**TASKS AND EXERCISES**.
1. Copy the text on kidney disease in children word for word, everything from "Much like adults, children" down to "children and adolescents.".
2. Pick up the text on kidney disease in children where it stops and keep writing.

**EXTRACT PROVIDED**.
════════

Much like adults, children can also be affected by a number of kidney diseases and disorders, some of which typically appear in infants, with onset during the first year of the child's life, and others affecting older children and adolescents.


The forms affecting very young children generally relate to alterations in kidney growth during fetal development.

Some of these alterations are based on genetics (e.g. polycystic kidney disease), where other family members are affected by the same disease, and other forms may occur due to abnormal fetal development and are individual cases within the family. These forms vary in their extent and gravity, from those deeply altering the overall development of the fetus - and therefore resulting in fetal death - to serious conditions diagnosed in utero (observed during gestation) - to those that go unobserved during the pregnancy and appear during the first few months to a year of the child's life.


While the most critical forms very rarely go undetected or undiagnosed during pre-natal examinations, other forms may not be observed until the first few months after the child is born, with completely non-specific signs and symptoms. Insufficient growth during the first few months, lack of appetite, or polyuria (excessive urination associated with increased thirst), or general malaise in the child, especially if the symptoms linger over time, or even instances of fever not relating to any other determinable cause, could all be warning signs of kidney disease.


There are many conditions that can cause this type of disorder, but the most frequent by far are forms of interstitial nephropathy due to vesicoureteral reflux (abnormal flow of urine from bladder to kidney caused by malformations in the ureters which expel urine produced by the kidney), and primary or secondary congenital obstructions (distal ureter valves, stenosis of the ureter or pelvo-ureteral junction, megaureter). These abnormal conditions are often the cause of kidney infections (pyelonephritis) which, if serious and recurrent, can lead to a critical reduction of kidney mass and therefore, compromised functioning with chronic deficiency, until dialysis becomes necessary.

════════

**DATA RECORDS**.
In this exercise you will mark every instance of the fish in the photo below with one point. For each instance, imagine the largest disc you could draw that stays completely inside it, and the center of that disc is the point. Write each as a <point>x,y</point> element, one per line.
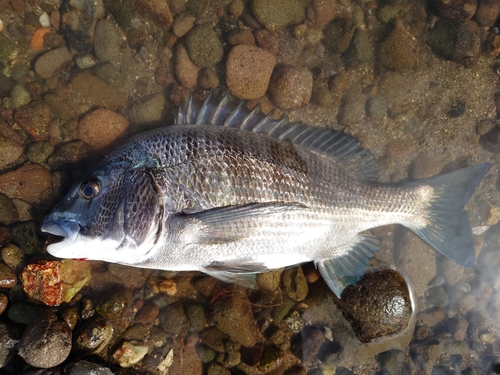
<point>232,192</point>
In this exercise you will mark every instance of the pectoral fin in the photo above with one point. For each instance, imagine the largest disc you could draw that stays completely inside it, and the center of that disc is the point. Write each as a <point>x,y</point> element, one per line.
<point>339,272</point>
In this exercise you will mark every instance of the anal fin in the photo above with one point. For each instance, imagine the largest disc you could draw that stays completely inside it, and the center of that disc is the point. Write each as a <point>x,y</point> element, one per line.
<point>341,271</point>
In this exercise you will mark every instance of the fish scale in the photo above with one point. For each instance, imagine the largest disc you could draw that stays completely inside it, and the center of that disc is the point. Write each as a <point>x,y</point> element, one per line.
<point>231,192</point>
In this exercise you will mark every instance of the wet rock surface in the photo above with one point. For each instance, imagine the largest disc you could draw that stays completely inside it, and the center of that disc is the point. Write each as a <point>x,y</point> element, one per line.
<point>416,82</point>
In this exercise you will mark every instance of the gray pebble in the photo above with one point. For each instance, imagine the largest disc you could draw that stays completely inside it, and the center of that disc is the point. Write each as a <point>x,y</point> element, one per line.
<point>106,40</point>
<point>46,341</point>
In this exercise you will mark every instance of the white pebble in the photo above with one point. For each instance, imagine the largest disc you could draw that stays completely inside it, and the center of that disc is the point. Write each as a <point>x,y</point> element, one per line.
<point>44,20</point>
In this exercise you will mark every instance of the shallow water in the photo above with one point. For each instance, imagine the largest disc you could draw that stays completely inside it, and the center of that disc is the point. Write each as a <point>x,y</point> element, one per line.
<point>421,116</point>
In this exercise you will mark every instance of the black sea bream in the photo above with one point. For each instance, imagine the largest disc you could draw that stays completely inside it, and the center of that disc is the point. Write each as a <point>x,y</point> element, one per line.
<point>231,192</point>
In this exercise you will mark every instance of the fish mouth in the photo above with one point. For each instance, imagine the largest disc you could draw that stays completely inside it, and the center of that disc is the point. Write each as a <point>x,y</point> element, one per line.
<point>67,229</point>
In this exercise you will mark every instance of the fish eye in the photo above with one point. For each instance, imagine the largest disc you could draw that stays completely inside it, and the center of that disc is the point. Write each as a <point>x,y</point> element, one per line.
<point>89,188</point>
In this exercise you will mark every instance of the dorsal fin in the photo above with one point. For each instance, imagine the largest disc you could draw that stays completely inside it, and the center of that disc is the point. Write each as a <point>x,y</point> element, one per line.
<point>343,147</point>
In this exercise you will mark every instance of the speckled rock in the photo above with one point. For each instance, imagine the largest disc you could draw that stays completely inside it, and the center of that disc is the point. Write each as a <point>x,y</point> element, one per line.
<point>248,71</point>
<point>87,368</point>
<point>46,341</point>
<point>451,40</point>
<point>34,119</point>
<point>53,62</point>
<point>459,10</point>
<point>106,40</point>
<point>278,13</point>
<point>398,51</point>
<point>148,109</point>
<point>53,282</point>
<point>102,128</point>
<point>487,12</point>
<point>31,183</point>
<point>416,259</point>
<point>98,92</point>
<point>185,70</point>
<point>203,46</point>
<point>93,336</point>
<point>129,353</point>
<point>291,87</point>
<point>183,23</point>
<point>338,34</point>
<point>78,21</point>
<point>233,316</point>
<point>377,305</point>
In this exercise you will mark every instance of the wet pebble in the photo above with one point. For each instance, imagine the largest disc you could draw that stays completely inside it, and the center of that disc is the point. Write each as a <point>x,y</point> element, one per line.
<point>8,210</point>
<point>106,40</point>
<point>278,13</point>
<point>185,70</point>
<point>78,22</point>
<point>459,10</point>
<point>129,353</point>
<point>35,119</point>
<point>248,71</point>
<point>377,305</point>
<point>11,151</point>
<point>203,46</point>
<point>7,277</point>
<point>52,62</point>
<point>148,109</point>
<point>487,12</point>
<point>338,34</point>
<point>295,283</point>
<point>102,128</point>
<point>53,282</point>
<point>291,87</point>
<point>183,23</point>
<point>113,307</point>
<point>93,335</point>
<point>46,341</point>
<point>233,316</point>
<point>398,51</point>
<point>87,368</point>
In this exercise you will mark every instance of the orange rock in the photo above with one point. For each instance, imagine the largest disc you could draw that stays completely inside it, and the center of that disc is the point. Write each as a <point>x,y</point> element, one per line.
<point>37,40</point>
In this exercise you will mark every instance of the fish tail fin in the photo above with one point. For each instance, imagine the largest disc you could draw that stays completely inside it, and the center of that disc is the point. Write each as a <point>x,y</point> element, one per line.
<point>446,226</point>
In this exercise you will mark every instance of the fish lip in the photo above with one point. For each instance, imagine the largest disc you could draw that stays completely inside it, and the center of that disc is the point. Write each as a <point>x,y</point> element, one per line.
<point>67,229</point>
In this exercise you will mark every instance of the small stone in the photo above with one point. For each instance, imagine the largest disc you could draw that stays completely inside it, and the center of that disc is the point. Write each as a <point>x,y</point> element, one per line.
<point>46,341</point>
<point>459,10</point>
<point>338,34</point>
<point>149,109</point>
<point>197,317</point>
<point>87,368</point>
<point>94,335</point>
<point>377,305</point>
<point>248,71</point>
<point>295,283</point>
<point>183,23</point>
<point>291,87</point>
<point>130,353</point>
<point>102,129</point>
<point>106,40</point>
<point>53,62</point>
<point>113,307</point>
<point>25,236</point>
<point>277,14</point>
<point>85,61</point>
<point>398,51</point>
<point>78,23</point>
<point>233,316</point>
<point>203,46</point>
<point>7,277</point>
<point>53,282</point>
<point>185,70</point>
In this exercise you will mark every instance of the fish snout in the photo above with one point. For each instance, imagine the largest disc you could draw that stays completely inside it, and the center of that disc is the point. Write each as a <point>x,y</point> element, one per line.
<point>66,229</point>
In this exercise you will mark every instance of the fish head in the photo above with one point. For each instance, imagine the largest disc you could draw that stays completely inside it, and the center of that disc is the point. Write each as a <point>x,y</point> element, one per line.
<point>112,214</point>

════════

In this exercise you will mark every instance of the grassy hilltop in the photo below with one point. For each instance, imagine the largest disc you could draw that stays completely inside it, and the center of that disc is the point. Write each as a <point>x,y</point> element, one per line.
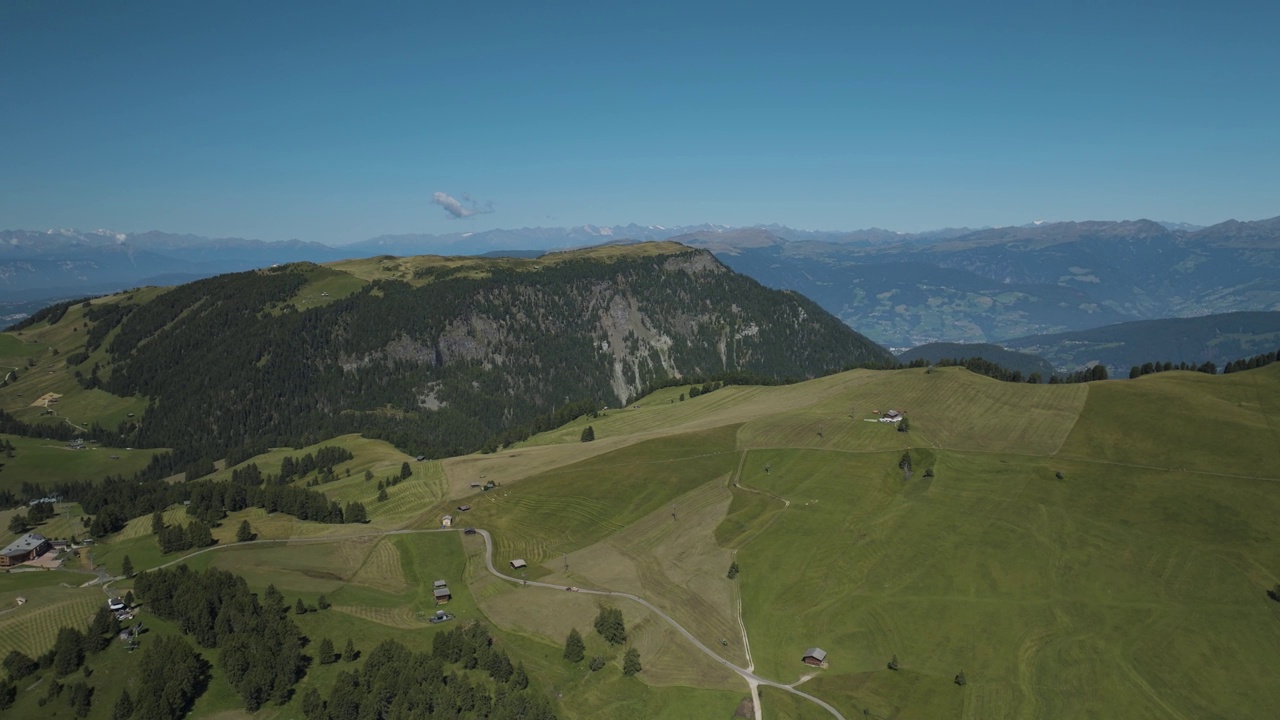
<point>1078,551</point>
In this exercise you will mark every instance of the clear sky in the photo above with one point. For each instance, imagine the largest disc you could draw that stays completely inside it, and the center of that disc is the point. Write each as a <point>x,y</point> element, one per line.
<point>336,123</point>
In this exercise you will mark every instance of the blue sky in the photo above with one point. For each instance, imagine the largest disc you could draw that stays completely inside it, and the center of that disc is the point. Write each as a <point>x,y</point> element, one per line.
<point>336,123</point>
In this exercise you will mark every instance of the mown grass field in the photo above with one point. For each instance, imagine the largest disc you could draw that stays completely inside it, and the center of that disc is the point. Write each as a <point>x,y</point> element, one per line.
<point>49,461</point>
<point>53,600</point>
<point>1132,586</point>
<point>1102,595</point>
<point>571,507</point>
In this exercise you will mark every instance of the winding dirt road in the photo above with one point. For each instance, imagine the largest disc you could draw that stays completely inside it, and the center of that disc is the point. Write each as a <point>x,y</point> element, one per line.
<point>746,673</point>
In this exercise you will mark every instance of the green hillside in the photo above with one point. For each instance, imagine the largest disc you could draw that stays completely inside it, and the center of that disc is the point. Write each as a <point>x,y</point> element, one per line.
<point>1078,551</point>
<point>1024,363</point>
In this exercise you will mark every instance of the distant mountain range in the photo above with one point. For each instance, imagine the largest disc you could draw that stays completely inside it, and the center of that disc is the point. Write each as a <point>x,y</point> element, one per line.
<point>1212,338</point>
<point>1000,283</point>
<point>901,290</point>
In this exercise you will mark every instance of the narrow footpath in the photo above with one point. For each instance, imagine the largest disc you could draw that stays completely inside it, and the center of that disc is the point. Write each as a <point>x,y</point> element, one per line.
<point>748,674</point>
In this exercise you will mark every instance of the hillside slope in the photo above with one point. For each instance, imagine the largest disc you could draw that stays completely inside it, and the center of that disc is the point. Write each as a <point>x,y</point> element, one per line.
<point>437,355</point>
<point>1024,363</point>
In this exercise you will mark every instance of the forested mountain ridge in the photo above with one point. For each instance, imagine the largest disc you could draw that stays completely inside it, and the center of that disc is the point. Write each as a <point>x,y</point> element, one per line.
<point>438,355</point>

════════

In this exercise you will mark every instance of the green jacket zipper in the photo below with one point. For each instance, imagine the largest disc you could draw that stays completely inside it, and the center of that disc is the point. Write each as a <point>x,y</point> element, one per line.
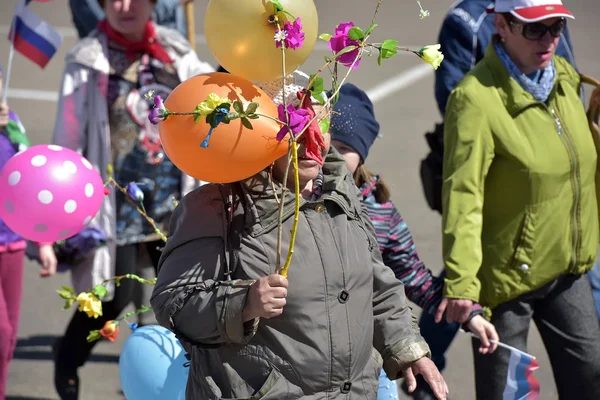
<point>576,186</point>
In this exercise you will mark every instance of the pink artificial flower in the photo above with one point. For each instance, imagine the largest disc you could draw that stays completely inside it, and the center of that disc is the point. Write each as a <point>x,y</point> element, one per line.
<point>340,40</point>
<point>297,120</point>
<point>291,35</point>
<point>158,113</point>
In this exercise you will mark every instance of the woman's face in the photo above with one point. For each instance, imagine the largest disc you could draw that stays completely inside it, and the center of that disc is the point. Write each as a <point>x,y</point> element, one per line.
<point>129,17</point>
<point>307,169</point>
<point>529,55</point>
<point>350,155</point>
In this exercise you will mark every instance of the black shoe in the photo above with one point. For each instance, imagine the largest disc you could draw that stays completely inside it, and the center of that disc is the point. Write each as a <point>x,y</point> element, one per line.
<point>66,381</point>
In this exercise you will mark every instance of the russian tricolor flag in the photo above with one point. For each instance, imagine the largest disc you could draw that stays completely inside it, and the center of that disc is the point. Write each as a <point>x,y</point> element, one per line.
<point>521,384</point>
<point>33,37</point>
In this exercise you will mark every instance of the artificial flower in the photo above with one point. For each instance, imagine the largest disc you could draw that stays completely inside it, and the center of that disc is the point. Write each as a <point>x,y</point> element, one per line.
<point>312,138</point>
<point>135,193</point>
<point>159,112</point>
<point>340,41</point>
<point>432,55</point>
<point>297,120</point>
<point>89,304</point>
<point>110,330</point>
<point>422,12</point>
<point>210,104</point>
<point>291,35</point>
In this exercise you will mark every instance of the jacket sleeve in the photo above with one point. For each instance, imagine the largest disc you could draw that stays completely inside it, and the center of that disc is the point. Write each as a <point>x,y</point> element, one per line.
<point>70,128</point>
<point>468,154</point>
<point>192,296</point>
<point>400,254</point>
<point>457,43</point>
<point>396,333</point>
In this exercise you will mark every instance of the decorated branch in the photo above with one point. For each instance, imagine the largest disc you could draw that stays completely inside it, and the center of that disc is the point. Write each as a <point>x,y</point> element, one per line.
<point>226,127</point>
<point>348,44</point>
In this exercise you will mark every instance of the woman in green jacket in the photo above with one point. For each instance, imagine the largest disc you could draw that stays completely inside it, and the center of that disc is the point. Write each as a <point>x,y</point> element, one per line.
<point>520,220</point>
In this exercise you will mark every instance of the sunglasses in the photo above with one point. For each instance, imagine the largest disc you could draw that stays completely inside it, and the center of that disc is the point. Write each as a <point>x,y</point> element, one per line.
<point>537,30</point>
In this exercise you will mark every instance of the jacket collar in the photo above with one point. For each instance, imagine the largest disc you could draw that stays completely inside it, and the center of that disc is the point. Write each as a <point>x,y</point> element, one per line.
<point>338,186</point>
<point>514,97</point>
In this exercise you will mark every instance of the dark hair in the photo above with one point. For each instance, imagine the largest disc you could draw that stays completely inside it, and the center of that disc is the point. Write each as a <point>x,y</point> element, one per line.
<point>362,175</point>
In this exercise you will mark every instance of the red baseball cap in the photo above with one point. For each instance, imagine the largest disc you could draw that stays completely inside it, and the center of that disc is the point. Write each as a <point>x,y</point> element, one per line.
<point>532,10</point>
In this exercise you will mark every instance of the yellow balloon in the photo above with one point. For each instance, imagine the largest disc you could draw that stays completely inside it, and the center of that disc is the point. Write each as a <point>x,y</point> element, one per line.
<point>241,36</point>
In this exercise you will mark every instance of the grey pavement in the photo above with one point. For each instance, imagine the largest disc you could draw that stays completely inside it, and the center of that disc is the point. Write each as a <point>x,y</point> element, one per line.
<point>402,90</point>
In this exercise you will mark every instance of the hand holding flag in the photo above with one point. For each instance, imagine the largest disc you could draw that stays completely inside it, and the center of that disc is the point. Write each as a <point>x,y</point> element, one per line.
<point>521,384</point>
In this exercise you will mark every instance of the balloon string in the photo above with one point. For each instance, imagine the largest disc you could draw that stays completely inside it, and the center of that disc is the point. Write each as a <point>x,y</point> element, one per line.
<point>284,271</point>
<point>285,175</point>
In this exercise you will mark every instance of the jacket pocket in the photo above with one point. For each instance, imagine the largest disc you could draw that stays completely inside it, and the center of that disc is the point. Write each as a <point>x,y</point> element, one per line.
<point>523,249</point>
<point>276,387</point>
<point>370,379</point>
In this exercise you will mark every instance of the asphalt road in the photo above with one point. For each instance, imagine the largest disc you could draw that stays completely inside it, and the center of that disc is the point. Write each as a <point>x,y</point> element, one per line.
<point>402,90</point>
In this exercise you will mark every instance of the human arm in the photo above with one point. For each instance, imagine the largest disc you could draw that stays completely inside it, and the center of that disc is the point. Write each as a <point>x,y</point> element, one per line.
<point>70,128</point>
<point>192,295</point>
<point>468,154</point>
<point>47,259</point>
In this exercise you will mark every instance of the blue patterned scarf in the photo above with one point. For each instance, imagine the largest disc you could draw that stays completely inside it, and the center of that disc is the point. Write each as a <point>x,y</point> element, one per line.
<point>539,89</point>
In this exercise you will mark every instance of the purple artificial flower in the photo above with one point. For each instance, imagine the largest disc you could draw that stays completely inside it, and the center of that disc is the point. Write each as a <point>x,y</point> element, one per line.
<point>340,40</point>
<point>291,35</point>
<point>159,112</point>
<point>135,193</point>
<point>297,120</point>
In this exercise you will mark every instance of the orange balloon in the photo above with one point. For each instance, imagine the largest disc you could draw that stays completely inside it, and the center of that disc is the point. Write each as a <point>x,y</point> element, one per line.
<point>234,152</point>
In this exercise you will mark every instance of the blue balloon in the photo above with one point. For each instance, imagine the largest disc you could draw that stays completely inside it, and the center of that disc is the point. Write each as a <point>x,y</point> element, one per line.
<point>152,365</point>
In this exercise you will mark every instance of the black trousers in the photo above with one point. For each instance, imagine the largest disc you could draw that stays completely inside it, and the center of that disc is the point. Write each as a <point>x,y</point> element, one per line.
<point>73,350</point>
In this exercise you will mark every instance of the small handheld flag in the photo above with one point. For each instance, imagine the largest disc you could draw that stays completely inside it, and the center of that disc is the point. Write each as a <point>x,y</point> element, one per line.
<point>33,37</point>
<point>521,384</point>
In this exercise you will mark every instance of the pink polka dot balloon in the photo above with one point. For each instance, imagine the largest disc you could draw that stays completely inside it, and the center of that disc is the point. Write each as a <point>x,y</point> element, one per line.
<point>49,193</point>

════════

**SET OF ANSWERS**.
1.
Much like adults, children can also be affected by a number of kidney diseases and disorders, some of which typically appear in infants, with onset during the first year of the child's life, and others affecting older children and adolescents.

2.
In these cases, there are just a couple of first-round tests that the child's parents can request of the family pediatrician. In fact, simple urinalysis (which provides information on urine pH and density, thus revealing cases of acidosis and defects in the renal tubule) and a urine culture (to test for infections, the urine sample is collected using a special bag sold in pharmacies) are sufficient enough to formulate an initial diagnostic orientation. If any of these tests should result positive, the parents, assisted by the family pediatrician, will have to then seek assistance at facilities specializing in pediatric kidney disease to schedule a medical visit and second-round testing (e.g. ultrasound and possibly cystography and blood tests).

Metabolic disorders, such as primary hyperoxaluria, can also cause chronic kidney disease in very young children. In older children, acquired forms of nephropathy take on a greater role and, despite being less common than the congenital forms, they progress much more quickly.


Among the children treated with dialysis, approximately one fourth have a chronic form of glomerulonephritis (GN). Chronic forms of GN cause kidney inflammation, often based on immune system disorders (defects and/or alterations in the system of blood cells serving to protect the body against bacteria, viruses, and chemical and physical agents). With certain conditions, especially if there is a predisposition, the immune system may lead to kidney inflammation, often progressing towards the formation of scar tissue, a loss in kidney mass, and resulting decrease in function - to the point where dialysis and kidney transplants become necessary.